What is needed -
Below are some records. Return exactly their lines from the one containing "Query: cloud" through the one containing "Target: black gown", and drop the pictures.

───── Data extract

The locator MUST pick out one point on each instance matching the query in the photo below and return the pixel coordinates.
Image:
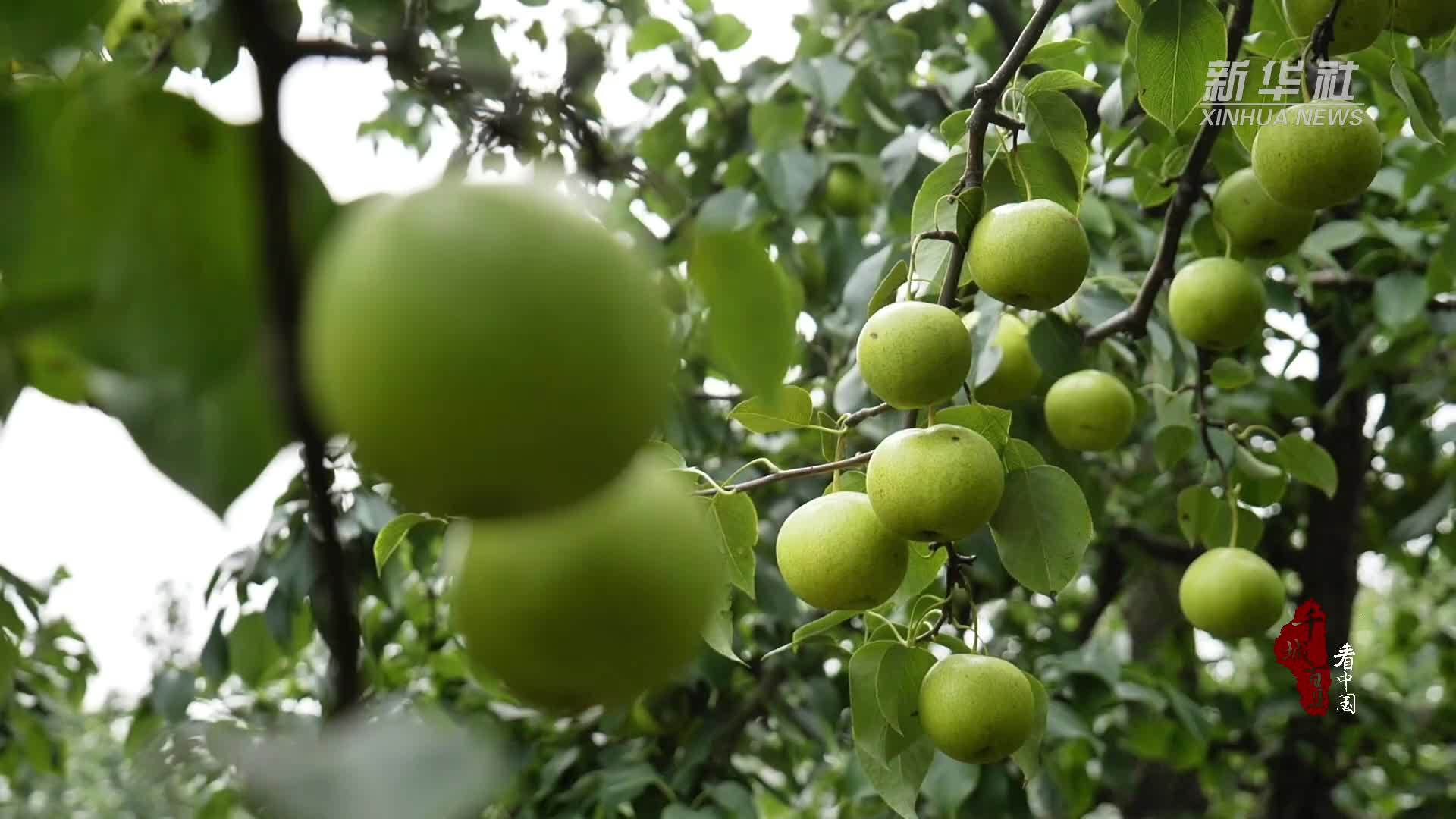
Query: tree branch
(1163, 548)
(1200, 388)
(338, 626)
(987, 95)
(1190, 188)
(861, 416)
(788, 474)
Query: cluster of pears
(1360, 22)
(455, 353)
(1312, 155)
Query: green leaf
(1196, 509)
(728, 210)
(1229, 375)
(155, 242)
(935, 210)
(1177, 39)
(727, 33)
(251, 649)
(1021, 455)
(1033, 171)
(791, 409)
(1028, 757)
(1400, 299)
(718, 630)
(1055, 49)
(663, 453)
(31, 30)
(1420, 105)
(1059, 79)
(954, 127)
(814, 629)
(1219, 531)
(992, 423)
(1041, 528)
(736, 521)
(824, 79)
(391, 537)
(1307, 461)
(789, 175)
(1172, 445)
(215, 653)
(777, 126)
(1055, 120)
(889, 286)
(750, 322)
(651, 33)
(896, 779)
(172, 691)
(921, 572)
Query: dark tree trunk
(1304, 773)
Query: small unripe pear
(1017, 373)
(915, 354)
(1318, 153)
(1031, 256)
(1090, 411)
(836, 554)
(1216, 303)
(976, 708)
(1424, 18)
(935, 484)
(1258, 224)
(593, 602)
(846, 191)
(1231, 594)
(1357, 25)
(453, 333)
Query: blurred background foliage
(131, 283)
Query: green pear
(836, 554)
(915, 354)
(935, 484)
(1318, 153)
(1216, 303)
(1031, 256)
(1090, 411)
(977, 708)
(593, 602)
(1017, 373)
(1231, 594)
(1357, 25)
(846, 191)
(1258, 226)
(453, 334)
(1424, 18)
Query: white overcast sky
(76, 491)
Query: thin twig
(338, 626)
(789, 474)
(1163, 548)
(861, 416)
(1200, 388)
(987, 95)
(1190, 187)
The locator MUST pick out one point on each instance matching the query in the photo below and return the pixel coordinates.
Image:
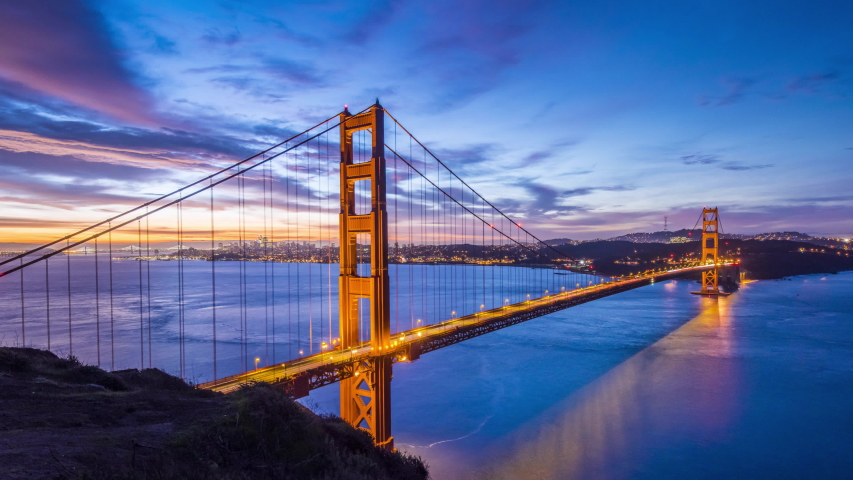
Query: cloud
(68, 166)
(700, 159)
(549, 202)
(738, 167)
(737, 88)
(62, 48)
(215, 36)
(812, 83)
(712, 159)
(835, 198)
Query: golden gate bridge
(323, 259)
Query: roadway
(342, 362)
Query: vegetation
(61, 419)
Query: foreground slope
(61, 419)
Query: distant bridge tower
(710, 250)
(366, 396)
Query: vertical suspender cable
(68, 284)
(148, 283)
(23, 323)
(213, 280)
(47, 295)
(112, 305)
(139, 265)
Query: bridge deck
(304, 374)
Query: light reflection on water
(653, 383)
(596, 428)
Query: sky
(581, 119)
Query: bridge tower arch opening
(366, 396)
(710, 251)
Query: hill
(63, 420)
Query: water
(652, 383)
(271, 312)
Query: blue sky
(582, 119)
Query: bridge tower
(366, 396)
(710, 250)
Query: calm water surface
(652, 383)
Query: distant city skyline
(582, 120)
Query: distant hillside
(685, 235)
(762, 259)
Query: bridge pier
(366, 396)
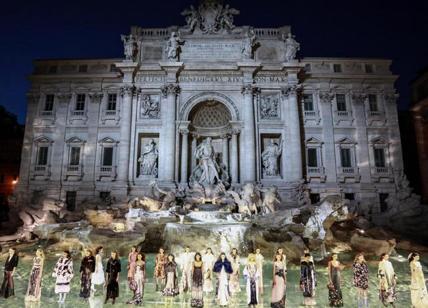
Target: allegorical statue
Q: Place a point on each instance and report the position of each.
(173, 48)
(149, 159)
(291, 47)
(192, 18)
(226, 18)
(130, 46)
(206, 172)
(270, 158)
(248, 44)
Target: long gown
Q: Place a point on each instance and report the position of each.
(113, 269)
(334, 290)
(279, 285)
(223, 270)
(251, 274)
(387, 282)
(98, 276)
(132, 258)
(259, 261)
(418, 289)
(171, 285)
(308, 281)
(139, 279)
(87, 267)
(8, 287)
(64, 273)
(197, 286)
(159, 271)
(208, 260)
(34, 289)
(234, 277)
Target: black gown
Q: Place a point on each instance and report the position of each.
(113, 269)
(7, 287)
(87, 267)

──────────
───── Data extract

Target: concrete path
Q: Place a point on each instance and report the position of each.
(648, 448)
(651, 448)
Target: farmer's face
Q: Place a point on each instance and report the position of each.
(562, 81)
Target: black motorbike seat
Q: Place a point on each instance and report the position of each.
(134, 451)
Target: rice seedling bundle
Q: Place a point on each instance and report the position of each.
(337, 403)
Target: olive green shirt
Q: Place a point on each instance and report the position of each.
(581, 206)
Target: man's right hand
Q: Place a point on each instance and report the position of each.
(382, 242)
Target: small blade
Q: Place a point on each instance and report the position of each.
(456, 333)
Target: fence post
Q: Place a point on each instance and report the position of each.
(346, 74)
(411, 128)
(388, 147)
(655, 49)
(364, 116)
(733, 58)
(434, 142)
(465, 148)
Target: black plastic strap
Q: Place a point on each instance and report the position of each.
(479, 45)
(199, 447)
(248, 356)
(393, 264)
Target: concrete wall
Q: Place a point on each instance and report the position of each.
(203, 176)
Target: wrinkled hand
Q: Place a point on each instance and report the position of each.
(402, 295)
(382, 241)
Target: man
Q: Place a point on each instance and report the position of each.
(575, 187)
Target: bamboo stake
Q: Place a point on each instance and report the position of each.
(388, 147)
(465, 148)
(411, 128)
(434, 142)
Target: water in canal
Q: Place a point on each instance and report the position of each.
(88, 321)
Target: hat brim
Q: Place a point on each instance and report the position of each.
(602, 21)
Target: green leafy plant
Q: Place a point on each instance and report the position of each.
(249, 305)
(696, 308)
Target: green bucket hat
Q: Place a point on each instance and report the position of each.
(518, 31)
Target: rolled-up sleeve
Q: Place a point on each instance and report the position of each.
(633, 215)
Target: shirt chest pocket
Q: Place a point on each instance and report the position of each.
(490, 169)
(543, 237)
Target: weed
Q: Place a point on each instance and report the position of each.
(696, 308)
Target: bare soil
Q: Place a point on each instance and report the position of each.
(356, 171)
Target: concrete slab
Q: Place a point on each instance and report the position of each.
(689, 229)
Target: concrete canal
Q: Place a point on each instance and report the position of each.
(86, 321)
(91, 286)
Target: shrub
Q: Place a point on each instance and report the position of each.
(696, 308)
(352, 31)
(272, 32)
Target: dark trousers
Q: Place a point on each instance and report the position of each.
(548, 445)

──────────
───── Data extract

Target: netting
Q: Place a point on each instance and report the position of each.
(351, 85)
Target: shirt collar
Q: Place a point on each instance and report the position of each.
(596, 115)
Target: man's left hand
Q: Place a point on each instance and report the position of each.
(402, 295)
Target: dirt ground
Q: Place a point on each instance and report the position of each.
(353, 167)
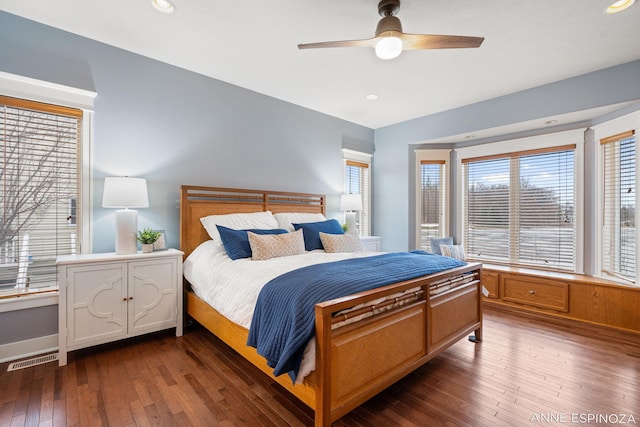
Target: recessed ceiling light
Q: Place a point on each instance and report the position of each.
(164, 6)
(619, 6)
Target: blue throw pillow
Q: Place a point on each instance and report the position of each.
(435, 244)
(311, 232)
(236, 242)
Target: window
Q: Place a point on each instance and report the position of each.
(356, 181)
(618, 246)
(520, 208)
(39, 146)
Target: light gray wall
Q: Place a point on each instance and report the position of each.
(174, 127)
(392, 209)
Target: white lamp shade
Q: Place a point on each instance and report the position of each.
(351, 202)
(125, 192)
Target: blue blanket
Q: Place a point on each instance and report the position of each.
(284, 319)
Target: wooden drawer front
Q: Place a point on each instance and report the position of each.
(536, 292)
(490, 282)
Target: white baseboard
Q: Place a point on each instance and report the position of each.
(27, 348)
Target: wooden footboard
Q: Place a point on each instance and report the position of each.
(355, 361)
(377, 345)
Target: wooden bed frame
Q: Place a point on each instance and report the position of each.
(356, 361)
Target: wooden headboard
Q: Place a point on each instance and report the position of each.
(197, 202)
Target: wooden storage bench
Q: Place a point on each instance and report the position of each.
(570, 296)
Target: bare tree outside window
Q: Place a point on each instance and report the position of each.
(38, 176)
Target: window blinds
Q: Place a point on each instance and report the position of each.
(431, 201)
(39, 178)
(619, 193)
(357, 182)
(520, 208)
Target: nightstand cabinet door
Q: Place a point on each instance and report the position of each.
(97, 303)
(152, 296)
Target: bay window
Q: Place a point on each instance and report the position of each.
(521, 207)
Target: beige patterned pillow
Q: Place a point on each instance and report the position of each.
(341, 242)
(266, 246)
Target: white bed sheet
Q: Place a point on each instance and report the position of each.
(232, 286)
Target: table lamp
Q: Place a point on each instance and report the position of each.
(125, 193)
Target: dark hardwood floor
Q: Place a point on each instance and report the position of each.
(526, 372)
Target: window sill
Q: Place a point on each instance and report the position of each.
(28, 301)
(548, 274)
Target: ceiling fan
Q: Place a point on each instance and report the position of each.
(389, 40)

──────────

Solution to this exercise -
Query: cloud
(68, 166)
(700, 159)
(549, 202)
(738, 167)
(737, 88)
(62, 48)
(215, 36)
(812, 83)
(712, 159)
(835, 198)
Query: golden gate bridge
(323, 259)
Query: roadway
(342, 362)
Query: vegetation
(61, 419)
Query: foreground slope
(61, 419)
Query: distant bridge tower
(710, 250)
(366, 396)
Query: vertical suspender cable
(68, 284)
(148, 283)
(23, 323)
(213, 280)
(47, 295)
(112, 305)
(139, 265)
Query: bridge deck
(304, 374)
Query: light reflection on water
(653, 383)
(596, 428)
Query: sky
(581, 119)
Query: bridge tower arch opening
(366, 396)
(710, 251)
Query: hill
(63, 420)
Query: water
(652, 383)
(271, 312)
Query: blue sky
(582, 119)
Query: bridge tower
(366, 396)
(710, 250)
Query: calm water surface
(652, 383)
Query: distant city skyline
(582, 120)
Query: distant hillside
(685, 235)
(762, 259)
Query: bridge pier
(366, 396)
Target: allegorical statue
Q: Place a point on each instance and report the position of each.
(173, 48)
(149, 159)
(291, 47)
(192, 18)
(226, 18)
(130, 46)
(206, 172)
(270, 158)
(248, 44)
Target: long gown
Q: Place a point on each instance and report the position of each.
(113, 269)
(334, 290)
(279, 285)
(223, 270)
(251, 274)
(387, 282)
(98, 276)
(132, 258)
(259, 261)
(418, 289)
(171, 285)
(308, 281)
(139, 279)
(87, 267)
(8, 287)
(64, 273)
(197, 286)
(159, 271)
(208, 260)
(34, 289)
(234, 277)
Target: black gown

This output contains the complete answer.